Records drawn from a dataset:
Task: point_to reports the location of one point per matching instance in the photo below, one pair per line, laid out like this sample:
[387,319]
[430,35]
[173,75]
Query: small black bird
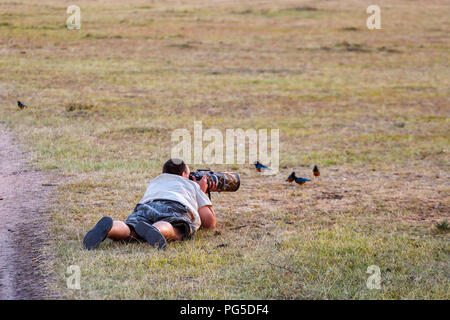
[291,177]
[260,167]
[297,180]
[21,105]
[316,171]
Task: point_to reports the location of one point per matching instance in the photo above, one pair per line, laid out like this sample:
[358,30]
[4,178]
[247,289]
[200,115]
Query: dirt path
[24,193]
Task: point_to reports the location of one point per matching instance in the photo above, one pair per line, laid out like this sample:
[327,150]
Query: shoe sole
[151,235]
[96,235]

What needs to be done: Reproduce every record exactly; images stay out.

Finished task:
Task: point_to reports the location of one point per matching instance in the photo below, one pair per line, laid out like this sample:
[387,319]
[430,35]
[173,75]
Query: small black bird
[291,177]
[260,167]
[297,180]
[21,105]
[316,171]
Task: point_to reports the location of one point per matching instance in the photo above, one pair per line, laid out like this sample:
[358,30]
[4,178]
[247,289]
[200,115]
Query: dirt path
[24,193]
Task: point_to reports the location of one point per matching instance in the photo above, one pair per line, laid out like this sample:
[327,150]
Query: shoe sole
[151,235]
[96,235]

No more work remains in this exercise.